Repeat precisely the span of lines below that opens with the line containing "Target: white wall" and closes with the line containing "Target: man's ear", both included.

──────── DATA TO PROCESS

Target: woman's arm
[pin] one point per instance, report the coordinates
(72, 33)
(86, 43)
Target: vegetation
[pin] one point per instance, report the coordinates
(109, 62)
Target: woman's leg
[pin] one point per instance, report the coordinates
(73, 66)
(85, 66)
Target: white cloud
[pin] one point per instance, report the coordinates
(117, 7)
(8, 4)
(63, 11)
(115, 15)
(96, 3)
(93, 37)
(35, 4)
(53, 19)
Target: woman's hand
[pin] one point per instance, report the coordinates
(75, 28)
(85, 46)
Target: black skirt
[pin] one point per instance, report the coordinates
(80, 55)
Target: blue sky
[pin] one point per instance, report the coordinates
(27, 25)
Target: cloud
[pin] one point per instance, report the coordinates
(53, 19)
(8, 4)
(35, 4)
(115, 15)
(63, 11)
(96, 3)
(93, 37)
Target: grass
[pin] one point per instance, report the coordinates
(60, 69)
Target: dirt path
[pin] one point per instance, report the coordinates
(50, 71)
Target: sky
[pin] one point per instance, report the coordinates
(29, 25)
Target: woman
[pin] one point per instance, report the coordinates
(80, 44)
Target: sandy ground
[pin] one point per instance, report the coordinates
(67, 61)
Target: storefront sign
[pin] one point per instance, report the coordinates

────────────────
──────── DATA TO PROCESS

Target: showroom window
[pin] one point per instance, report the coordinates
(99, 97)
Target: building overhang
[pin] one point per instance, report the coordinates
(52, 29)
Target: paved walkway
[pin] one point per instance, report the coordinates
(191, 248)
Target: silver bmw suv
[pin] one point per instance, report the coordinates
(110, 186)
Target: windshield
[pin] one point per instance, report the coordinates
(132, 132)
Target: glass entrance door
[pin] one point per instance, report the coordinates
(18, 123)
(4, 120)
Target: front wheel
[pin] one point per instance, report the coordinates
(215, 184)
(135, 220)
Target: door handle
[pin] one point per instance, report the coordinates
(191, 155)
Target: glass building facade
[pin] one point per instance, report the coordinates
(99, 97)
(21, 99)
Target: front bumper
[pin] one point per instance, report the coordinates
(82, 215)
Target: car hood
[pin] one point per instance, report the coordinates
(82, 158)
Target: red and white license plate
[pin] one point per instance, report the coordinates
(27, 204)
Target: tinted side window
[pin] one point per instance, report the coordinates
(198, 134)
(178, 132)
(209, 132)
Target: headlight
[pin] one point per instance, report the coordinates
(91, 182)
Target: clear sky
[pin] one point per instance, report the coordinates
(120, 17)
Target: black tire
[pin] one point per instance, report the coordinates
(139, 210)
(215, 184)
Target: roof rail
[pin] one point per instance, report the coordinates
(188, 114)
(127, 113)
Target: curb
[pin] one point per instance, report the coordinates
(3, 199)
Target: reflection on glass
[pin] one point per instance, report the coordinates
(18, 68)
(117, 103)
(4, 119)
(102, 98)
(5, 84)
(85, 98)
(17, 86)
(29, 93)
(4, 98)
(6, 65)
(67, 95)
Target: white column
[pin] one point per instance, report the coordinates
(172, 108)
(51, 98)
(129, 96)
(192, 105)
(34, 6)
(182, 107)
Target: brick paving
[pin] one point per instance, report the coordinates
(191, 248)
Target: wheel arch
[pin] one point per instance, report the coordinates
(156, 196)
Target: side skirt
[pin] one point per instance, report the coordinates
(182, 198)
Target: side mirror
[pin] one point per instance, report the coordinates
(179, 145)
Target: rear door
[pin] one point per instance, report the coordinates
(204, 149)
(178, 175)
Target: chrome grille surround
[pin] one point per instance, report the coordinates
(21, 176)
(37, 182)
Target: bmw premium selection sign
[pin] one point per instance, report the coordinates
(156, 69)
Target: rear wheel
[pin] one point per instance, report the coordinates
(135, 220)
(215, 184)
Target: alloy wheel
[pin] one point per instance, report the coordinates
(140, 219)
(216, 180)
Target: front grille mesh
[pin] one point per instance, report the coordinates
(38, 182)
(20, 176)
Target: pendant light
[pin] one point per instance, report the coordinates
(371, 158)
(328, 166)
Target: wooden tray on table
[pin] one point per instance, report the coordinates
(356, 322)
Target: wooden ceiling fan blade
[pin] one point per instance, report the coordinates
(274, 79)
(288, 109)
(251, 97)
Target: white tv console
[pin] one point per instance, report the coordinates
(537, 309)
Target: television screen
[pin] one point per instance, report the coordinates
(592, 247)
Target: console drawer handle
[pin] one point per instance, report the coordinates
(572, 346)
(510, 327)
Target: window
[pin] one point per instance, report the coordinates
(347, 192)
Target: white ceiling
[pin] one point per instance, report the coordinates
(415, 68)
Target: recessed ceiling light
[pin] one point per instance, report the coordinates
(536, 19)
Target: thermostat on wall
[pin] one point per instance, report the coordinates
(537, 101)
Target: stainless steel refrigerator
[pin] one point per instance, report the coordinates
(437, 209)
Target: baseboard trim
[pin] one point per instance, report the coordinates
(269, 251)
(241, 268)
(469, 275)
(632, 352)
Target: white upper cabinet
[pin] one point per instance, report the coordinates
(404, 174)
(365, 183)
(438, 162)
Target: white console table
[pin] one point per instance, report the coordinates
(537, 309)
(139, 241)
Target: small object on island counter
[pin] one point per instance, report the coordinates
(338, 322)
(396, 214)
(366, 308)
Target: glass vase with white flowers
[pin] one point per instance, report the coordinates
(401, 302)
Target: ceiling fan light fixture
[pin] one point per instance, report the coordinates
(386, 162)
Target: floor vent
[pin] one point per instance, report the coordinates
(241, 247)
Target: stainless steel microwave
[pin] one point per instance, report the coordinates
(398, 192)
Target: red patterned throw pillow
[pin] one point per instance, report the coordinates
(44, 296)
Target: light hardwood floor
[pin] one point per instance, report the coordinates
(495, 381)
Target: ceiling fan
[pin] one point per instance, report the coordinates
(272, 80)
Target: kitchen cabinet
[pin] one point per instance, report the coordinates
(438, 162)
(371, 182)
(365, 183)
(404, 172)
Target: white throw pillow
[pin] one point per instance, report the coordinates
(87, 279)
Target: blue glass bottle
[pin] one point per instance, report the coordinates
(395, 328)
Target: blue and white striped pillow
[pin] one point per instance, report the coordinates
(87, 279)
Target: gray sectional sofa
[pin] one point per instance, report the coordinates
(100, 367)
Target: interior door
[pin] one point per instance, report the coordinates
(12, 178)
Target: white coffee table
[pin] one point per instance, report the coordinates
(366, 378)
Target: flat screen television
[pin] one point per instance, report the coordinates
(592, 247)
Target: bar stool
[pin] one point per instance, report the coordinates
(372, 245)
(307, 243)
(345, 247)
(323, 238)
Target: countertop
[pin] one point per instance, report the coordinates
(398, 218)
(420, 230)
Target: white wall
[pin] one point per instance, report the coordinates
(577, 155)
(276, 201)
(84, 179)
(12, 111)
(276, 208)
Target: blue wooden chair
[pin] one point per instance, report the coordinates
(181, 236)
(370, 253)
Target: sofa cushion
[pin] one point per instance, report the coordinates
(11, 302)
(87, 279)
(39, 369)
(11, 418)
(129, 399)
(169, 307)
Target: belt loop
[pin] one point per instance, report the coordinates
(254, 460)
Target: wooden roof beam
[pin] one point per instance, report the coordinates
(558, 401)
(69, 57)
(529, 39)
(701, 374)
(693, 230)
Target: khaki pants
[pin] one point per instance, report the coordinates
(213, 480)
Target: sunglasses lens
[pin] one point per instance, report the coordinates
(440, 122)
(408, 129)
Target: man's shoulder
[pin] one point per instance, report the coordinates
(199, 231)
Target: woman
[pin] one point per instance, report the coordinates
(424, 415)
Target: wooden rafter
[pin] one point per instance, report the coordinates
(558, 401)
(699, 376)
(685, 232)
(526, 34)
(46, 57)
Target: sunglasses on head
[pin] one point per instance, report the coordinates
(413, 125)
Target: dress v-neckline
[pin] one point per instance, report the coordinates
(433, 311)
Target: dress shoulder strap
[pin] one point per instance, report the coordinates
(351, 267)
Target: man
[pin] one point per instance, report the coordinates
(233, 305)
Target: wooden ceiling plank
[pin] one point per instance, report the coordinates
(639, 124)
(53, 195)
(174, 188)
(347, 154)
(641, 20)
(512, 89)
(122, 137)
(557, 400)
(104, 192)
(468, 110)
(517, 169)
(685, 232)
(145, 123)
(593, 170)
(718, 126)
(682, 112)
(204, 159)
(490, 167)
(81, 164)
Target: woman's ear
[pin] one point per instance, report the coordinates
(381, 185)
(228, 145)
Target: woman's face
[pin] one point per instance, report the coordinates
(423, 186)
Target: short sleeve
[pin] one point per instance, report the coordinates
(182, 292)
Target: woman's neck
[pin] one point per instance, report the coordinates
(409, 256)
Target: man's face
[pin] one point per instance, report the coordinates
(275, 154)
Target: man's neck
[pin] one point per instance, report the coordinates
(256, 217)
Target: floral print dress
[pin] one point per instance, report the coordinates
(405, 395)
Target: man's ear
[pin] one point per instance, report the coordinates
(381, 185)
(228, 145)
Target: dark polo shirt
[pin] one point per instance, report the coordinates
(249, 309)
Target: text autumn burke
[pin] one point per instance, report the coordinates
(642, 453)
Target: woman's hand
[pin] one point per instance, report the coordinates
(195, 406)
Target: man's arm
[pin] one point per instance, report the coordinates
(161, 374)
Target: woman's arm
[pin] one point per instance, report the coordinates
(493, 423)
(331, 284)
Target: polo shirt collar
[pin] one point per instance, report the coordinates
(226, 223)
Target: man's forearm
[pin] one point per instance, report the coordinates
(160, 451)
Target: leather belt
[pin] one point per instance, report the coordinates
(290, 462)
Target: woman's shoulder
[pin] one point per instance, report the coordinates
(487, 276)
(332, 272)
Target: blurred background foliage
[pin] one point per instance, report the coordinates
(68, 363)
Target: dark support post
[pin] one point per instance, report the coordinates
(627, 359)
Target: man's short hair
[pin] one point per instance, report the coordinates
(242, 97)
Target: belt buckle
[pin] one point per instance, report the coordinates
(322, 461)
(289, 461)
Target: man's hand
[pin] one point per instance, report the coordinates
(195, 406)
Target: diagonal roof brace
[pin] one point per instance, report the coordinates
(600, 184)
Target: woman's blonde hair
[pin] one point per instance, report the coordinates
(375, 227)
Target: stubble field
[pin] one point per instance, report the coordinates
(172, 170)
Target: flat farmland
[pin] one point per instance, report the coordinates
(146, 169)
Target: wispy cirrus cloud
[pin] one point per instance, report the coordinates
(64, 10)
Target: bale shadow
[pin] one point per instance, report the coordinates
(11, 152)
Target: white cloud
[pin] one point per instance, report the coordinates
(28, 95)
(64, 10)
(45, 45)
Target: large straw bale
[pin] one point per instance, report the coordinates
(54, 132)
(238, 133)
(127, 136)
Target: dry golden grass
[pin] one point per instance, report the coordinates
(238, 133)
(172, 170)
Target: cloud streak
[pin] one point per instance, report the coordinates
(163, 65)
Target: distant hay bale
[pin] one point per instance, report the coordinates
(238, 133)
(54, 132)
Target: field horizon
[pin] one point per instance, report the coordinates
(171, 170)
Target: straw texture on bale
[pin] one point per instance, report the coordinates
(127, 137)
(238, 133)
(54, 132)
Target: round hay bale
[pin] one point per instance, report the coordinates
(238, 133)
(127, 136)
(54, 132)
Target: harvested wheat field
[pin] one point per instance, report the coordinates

────────────────
──────── DATA TO PROCESS

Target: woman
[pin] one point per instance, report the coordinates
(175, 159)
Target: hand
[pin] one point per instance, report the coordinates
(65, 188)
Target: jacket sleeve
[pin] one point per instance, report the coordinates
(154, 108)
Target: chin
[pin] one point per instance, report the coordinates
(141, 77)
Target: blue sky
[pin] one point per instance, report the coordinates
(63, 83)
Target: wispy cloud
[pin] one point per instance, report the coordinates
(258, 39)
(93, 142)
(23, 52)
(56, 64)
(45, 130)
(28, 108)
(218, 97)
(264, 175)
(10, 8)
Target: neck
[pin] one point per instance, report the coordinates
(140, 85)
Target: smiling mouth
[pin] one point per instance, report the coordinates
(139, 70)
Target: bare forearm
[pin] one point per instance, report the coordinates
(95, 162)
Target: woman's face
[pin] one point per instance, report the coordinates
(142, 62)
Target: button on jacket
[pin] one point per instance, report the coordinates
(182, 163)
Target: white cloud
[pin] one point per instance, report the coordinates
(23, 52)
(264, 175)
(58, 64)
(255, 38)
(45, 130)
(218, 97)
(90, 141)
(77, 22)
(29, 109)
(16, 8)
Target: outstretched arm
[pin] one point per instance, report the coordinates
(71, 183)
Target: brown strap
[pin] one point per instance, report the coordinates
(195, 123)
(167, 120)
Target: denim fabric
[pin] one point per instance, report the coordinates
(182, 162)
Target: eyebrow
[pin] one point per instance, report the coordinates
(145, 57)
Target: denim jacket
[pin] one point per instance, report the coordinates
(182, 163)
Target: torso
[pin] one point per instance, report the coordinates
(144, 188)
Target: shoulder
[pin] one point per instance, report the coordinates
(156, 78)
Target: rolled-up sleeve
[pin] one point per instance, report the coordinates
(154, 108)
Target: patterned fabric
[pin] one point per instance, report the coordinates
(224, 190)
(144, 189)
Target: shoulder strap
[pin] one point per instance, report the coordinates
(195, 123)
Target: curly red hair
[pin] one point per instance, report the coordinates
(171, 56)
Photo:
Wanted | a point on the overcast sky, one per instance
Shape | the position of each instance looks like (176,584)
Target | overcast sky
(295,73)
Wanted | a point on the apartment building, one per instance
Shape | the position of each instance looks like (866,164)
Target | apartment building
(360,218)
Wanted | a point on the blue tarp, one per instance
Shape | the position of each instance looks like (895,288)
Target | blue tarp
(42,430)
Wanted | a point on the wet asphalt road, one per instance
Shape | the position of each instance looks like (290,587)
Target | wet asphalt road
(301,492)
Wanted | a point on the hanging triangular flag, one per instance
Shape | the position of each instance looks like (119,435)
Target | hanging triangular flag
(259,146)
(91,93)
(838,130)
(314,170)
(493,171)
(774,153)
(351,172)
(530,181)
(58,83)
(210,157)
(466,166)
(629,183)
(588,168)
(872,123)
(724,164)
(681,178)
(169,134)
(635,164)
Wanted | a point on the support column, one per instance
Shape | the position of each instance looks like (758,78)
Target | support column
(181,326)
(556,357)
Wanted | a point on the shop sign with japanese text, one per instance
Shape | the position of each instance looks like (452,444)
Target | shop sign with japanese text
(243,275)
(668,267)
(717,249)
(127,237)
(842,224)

────────────────

WRITTEN RESPONSE:
Target: white wall
[pin] one point per instance, report the coordinates
(577, 155)
(276, 201)
(84, 179)
(12, 111)
(276, 208)
Target: blue wooden chair
[pin] one point per instance, report the coordinates
(181, 236)
(370, 253)
Target: sofa cushion
[pin] one point per instance, report the coordinates
(11, 302)
(87, 279)
(39, 369)
(11, 418)
(129, 399)
(169, 307)
Target: belt loop
[pin] one point per instance, report the coordinates
(254, 460)
Target: wooden roof beam
[pin] one point per instance, report the coordinates
(558, 401)
(69, 57)
(529, 39)
(701, 374)
(693, 230)
Target: khaki pants
[pin] one point per instance, report the coordinates
(213, 480)
Target: sunglasses lens
[pin] one point per instance, report the coordinates
(440, 122)
(408, 129)
Target: man's shoulder
[pin] one point per instance, report the coordinates
(199, 231)
Target: woman
[pin] one point per instance, report the coordinates
(424, 415)
Target: wooden rafter
[pin] one point per instance, report the coordinates
(558, 401)
(699, 376)
(685, 232)
(526, 34)
(46, 57)
Target: sunglasses on head
[pin] one point per instance, report the coordinates
(413, 125)
Target: dress v-neckline
[pin] one point per instance, report the coordinates
(433, 311)
Target: dress shoulder strap
[pin] one point per instance, report the coordinates
(351, 267)
Target: man
[pin] one point per instance, report the coordinates
(233, 305)
Target: wooden ceiling plank
[pin] one point per instance, report the coordinates
(639, 124)
(53, 195)
(174, 188)
(347, 154)
(641, 20)
(512, 89)
(122, 137)
(557, 400)
(104, 192)
(468, 110)
(517, 169)
(685, 232)
(145, 123)
(593, 170)
(718, 126)
(682, 112)
(204, 159)
(490, 167)
(81, 164)
Target: woman's ear
[pin] one point per instance, report the coordinates
(381, 185)
(228, 145)
Target: woman's face
[pin] one point per instance, report the coordinates
(423, 186)
Target: short sleeve
[pin] one point per instance, report the coordinates
(182, 292)
Target: woman's neck
[pin] one point per instance, report the coordinates
(409, 256)
Target: man's face
[pin] one point per instance, report the coordinates
(275, 154)
Target: man's neck
[pin] one point per instance, report the coordinates
(256, 217)
Target: floral print dress
[pin] one point per instance, report the coordinates
(405, 395)
Target: man's ear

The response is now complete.